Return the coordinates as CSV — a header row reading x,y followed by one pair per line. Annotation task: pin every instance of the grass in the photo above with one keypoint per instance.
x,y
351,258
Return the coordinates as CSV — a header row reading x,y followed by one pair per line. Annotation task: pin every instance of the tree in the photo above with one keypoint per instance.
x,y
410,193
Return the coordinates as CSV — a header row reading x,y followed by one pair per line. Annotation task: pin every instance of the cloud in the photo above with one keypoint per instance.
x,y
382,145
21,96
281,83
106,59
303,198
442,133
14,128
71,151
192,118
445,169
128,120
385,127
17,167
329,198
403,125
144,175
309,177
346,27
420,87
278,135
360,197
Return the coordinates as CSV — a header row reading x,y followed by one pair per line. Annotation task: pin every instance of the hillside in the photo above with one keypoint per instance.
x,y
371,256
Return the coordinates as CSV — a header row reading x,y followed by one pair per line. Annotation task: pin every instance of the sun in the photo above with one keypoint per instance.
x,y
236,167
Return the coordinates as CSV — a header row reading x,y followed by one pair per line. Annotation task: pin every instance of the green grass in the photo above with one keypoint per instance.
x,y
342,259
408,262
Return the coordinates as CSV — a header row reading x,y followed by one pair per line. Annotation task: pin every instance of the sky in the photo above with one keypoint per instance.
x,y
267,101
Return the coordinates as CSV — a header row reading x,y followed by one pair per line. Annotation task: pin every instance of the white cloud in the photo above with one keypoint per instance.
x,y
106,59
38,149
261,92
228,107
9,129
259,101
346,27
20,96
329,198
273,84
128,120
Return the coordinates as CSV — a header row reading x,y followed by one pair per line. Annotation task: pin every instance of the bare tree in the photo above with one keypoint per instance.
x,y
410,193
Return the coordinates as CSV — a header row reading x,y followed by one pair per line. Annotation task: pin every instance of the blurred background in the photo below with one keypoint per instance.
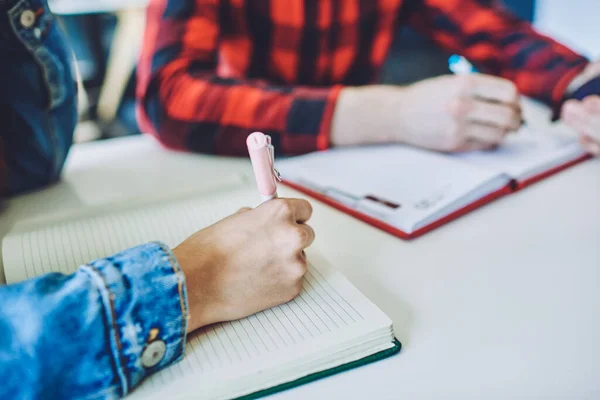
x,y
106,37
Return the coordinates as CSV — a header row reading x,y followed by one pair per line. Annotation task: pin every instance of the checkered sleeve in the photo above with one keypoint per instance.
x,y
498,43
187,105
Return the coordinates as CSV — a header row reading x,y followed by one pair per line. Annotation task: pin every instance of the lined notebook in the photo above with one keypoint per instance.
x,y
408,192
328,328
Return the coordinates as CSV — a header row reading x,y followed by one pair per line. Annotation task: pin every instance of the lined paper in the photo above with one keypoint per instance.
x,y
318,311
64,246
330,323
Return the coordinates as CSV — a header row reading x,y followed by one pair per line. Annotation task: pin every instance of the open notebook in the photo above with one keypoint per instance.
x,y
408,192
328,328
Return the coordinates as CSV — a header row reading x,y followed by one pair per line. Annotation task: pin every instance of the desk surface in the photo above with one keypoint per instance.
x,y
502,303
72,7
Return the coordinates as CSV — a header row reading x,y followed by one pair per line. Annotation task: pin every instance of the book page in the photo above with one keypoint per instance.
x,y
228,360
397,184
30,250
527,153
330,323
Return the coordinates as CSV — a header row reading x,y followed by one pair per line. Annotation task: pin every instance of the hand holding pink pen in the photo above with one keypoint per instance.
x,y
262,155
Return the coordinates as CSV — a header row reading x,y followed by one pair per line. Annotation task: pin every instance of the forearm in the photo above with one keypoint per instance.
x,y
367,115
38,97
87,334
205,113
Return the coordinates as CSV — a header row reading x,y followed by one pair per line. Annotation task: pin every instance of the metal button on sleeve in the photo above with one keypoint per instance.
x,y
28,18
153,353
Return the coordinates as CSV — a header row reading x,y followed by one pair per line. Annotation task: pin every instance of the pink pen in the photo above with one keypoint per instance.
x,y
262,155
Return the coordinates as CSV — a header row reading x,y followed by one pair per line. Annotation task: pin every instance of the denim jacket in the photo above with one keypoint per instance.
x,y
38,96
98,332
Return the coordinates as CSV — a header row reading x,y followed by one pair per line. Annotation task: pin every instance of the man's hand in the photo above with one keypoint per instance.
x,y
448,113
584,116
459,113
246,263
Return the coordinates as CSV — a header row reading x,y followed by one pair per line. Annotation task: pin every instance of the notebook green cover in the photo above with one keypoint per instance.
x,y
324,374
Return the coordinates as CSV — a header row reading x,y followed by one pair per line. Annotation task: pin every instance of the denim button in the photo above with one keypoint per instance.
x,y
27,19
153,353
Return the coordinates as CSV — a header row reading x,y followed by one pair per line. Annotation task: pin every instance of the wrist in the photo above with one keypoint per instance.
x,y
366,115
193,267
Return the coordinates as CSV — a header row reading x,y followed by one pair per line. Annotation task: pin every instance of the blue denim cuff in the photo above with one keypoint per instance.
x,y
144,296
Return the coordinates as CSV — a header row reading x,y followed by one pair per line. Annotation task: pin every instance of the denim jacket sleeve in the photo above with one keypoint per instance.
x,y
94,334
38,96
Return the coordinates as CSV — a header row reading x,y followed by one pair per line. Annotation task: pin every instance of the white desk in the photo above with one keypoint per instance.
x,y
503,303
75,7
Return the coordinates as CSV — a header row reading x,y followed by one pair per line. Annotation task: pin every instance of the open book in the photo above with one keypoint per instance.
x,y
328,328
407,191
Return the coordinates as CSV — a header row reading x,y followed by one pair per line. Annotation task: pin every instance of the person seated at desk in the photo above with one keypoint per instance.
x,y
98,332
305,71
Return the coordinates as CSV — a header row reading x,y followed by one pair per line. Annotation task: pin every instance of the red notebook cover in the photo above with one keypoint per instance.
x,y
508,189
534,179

_To be done_: Rewrite the items starting with the line that contains "the red notebook" and going on through the end of the items, with "red notebook cover" swapped for "notebook cover" and nothing else changed.

_Completed exercise_:
Return the coordinates as CSV — a header row reading x,y followed by one pair per line. Annotation task: pin every instance of the notebook cover in the photo above with one keypoint per instance.
x,y
508,189
534,179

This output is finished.